▶ THE TASK: Copy out every one of the following items word for word, leaving the pictures out.

[Stored dataset items]
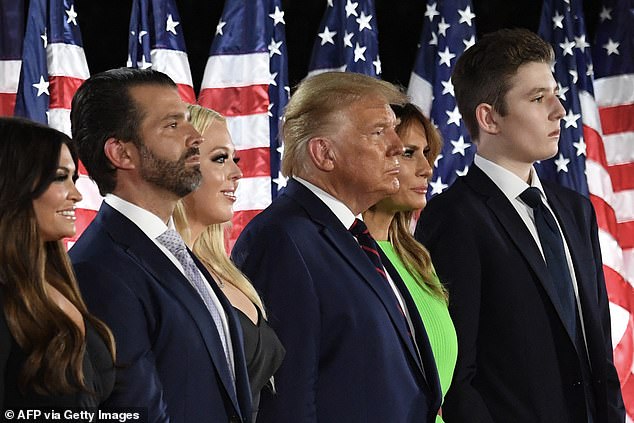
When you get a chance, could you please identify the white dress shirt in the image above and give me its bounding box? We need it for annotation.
[104,194,235,380]
[473,154,587,354]
[293,176,418,347]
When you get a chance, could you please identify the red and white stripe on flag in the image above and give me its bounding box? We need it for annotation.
[46,43,102,248]
[584,74,634,418]
[0,60,22,116]
[198,52,271,245]
[584,0,634,422]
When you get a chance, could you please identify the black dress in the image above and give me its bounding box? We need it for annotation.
[0,304,115,410]
[234,307,286,421]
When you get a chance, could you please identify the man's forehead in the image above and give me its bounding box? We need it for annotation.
[130,85,188,116]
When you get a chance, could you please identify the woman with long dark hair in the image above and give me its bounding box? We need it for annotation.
[0,118,115,409]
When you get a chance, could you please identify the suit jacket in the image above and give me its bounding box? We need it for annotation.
[70,202,251,423]
[415,165,625,423]
[232,180,441,423]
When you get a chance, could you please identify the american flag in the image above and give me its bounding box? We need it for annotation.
[0,0,24,116]
[407,0,476,196]
[308,0,381,77]
[538,0,634,415]
[584,0,634,421]
[15,0,93,246]
[127,0,196,103]
[198,0,290,247]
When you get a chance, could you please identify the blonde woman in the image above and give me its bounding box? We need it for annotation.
[363,103,458,423]
[174,105,285,414]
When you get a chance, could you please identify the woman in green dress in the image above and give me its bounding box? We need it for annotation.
[363,104,458,423]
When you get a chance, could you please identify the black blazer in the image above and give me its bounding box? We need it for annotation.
[232,180,441,423]
[415,165,625,423]
[70,202,251,423]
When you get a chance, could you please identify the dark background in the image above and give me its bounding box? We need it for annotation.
[75,0,601,92]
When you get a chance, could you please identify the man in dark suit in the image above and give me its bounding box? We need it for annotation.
[416,30,625,423]
[232,72,440,423]
[70,69,251,423]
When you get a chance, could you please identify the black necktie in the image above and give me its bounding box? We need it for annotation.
[349,219,418,338]
[350,219,387,282]
[520,187,577,339]
[520,187,595,422]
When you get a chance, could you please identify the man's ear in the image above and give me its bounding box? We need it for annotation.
[308,137,335,172]
[476,103,500,134]
[103,137,139,169]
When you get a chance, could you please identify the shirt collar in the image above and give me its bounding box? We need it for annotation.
[473,154,546,200]
[104,194,174,239]
[293,176,356,229]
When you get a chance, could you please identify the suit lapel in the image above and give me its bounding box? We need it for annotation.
[285,179,422,380]
[102,202,244,420]
[465,165,574,344]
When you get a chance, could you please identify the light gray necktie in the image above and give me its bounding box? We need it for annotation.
[156,229,235,380]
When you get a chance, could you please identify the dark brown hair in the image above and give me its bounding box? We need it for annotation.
[451,29,554,141]
[70,68,176,195]
[0,118,115,395]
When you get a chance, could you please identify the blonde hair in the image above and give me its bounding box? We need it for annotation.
[281,72,407,177]
[173,104,266,319]
[388,211,449,304]
[370,103,449,304]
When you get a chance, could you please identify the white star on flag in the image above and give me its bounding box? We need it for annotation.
[445,106,462,127]
[269,38,282,57]
[456,166,469,176]
[564,110,581,128]
[553,11,564,29]
[572,138,586,156]
[451,135,471,156]
[165,14,180,35]
[429,176,449,195]
[346,0,359,18]
[66,4,77,26]
[603,38,621,56]
[575,34,590,51]
[372,56,382,75]
[356,12,372,32]
[462,35,475,50]
[440,78,455,96]
[559,38,575,56]
[343,31,354,47]
[555,153,570,173]
[425,3,440,22]
[273,172,288,191]
[438,47,456,68]
[317,26,336,47]
[269,6,286,26]
[438,17,451,37]
[139,31,147,44]
[458,6,475,26]
[216,19,227,35]
[354,43,367,62]
[33,75,50,97]
[599,6,612,22]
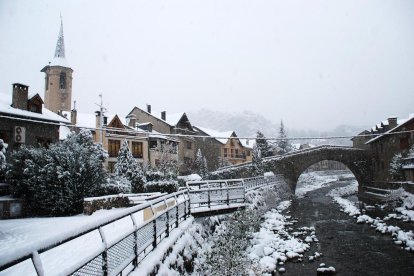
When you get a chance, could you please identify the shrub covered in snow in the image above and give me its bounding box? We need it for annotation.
[390,153,404,180]
[7,131,107,215]
[115,140,147,193]
[0,139,7,181]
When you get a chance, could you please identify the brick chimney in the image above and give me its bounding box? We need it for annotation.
[12,83,29,110]
[127,114,137,128]
[388,117,398,129]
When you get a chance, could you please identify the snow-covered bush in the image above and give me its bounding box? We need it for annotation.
[390,153,404,180]
[252,144,264,176]
[256,131,273,157]
[104,175,132,195]
[7,131,107,215]
[115,140,147,193]
[0,139,8,181]
[194,149,209,179]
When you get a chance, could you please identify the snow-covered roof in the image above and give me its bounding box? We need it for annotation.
[62,111,127,128]
[0,93,70,124]
[239,139,256,149]
[365,113,414,144]
[192,126,234,144]
[164,112,184,126]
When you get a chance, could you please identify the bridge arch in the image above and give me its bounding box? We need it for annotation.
[266,146,372,191]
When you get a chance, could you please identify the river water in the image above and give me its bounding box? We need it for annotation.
[284,181,414,276]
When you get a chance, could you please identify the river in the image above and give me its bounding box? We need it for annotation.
[284,181,414,276]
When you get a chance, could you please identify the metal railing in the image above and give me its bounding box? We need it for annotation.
[0,176,282,275]
[0,191,190,275]
[187,175,282,213]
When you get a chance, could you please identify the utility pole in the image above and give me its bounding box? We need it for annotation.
[95,93,106,146]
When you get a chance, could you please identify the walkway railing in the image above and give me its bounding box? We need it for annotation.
[0,191,190,275]
[0,176,281,275]
[187,175,282,214]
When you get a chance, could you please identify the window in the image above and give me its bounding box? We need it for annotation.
[36,137,52,148]
[59,72,66,89]
[108,162,116,173]
[400,137,408,150]
[132,142,146,158]
[108,140,121,157]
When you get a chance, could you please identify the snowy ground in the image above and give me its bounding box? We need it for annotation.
[327,182,414,251]
[0,208,134,270]
[295,171,354,198]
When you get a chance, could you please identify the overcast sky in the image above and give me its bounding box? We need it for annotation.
[0,0,414,130]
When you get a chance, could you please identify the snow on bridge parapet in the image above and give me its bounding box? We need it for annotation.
[213,145,372,190]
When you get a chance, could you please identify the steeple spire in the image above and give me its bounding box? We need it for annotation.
[55,15,65,58]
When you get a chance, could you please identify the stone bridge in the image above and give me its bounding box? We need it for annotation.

▶ RESPONSE:
When you get a chance, could you please identify the white dress shirt in the image above and give me its bounding box? We need it for annotation.
[104,194,235,380]
[473,154,587,354]
[293,176,418,347]
When you get a chance, could you please identify the red and white stripe on flag in the image above and give me its bounding box? We need it for annotation.
[46,43,102,248]
[584,74,634,418]
[0,60,22,116]
[198,52,271,245]
[584,0,634,422]
When you get a chance, could you please identify the black dress in the image above and give me its bounding box? We need it for annotation.
[0,304,115,410]
[234,307,286,421]
When you get a chance, could you please identify the man's forehead in the image above and give me its bounding box? We need it for annotation.
[130,85,188,116]
When you get a chance, could you please identify the woman with long dark hair in the image above and give me its bounding box? We need it for annotation.
[0,118,115,409]
When you get a chance, could you please identify the suit jacket in the image above and give me its bounding box? We need it for annotation.
[70,202,251,423]
[415,165,625,423]
[232,180,441,423]
When you get a chance, could you please identify the american flag in the image above and give me its bounding box? We need it for annotation.
[0,0,24,116]
[407,0,476,196]
[308,0,381,77]
[538,0,634,415]
[584,0,634,421]
[15,0,93,246]
[127,0,196,103]
[198,0,290,247]
When you get a chance, could you please identify the blonde woman in the image above and give me its bounding box? We need it for annotation.
[363,103,458,423]
[174,105,285,414]
When you get a chance, could you please identify the woman in green dress in the image above and give me its bounding box? We need it for annotation.
[363,104,458,423]
When you get a chance, could you please identify the black blazer in the image above and give me its bounding box? We need it for annotation.
[232,180,441,423]
[415,165,625,423]
[70,202,251,423]
When you get a chance, could you please identify the dark background in the image above and give me its bounding box? We need it for annotation.
[75,0,601,92]
When you get a chance, could you please identify the man in dark suit in the image above and give me its bounding box? We need it for annotation.
[416,30,625,423]
[232,72,440,423]
[70,69,251,423]
When you get a chance, could you please identify the black necktie in the image above and give me its bounding box? We need it for annotation.
[349,219,418,338]
[350,219,387,282]
[520,187,577,339]
[520,187,595,422]
When you get a chance, could you please identify the man's ear in the image above and give me its bounding box? We need it for annotation.
[308,137,335,172]
[476,103,500,134]
[103,137,139,169]
When you get a chance, could you please identify the shirt collar in the image above and give me its bounding box? We need it for annotation.
[473,154,546,200]
[104,194,174,239]
[293,176,356,229]
When you get a chance, could you please identify the suit lapel in the image above and give me its bounding box? We need it for annotation.
[285,179,422,380]
[102,202,244,420]
[465,165,574,344]
When you get a chance, could you please identify the light gray necktie in the image above and give me its bounding box? We need it for annotation.
[156,229,235,380]
When you get a chance, could you please identify the dark brown hair in the image above and give me its bounding box? We need it for annotation.
[451,29,554,141]
[70,68,176,195]
[0,118,115,395]
When you get a chance, could you please identify the blonde hair in the image above and give me its bounding box? We need it for annotation.
[281,72,407,177]
[173,104,266,319]
[388,211,449,304]
[370,103,449,304]
When you get a chance, could you please identify the white star on flag in the image above and give me its bounding box? We need it for annotation.
[445,106,462,127]
[269,38,282,57]
[456,166,469,176]
[564,110,581,128]
[553,11,564,29]
[572,138,586,156]
[451,135,471,156]
[165,14,180,35]
[429,176,449,195]
[346,0,359,18]
[66,4,77,26]
[603,38,621,56]
[575,34,590,51]
[372,56,382,75]
[356,12,372,32]
[462,35,475,50]
[440,78,455,96]
[559,38,575,56]
[343,31,354,47]
[555,153,570,173]
[425,3,440,22]
[273,172,288,191]
[438,47,456,68]
[317,26,336,47]
[269,6,286,26]
[438,17,451,37]
[139,31,147,44]
[458,6,475,26]
[216,19,227,35]
[354,43,367,62]
[33,75,50,97]
[599,6,612,22]
When you get a chance, could you please identify the shrub covered in snow in the image above and give me its bounding box? We need it for annotation.
[390,153,404,180]
[7,131,107,215]
[115,140,147,193]
[0,139,7,181]
When you get a chance, could you please identify the brick chimney in the image above and give me its bounding box? We need it for annotation.
[12,83,29,110]
[127,114,137,128]
[388,117,398,129]
When you get a chance, could you please identify the snow-covered bush in the image above and give me its bounding box? We need it for annotation.
[390,153,404,180]
[252,144,264,176]
[256,131,273,157]
[104,175,132,195]
[7,131,107,215]
[115,140,147,193]
[0,139,8,181]
[194,149,209,179]
When you get a chance, could you please identify the snow-covered roof in the image above and give me its bounding box? We need it for annotation.
[62,111,127,128]
[0,93,70,124]
[239,139,256,149]
[365,113,414,144]
[192,126,234,144]
[164,112,184,126]
When you get a chance, could you please identify the bridge arch in the image above and give me its bounding box? We need it for annotation.
[266,146,372,191]
When you get a chance, could you please identify the river water in the image above and give me its bounding box? We need it for annotation.
[284,181,414,276]
When you get a chance, could you please identify the river in the image above and give me its bounding box? We need it for annotation.
[284,181,414,276]
When you get a chance, could you please identify the metal railing in the image above and give me its bounding box? We need it for annotation.
[0,176,282,275]
[0,191,190,275]
[187,175,282,213]
When you get a chance, could you please identify the utility pole in the image above and give me its bounding box? We need it for annotation.
[95,93,106,146]
When you get a chance, could you please identify the walkway railing in the image above and give me its bounding box? We need it for annotation.
[0,191,190,275]
[0,176,281,275]
[187,175,282,214]
When you get a chance, could you please identify the window in the image above and give me its bounding box? We need it for annotation.
[36,137,52,148]
[59,72,66,89]
[108,162,116,173]
[400,137,408,150]
[132,142,146,158]
[108,140,121,157]
When you get a chance, could you please identify the snowy ground in the image above and give me its bounding box? We need it for annotation.
[327,182,414,251]
[0,208,134,270]
[295,171,354,198]
When you get a chance, could you please identify the overcast sky in the image above and give me its bounding box? We need it for annotation.
[0,0,414,130]
When you get a chance, could you please identify the snow on bridge parapet in the image above and give me its bounding box? We need it for annotation.
[213,145,372,190]
When you get a chance, could you please identify the steeple spire in the image above and give me its bounding box? We need it for annotation.
[55,15,65,58]
When you get a chance, could you please identify the stone bridge in the image above and give me its bounding box? We need it for annotation.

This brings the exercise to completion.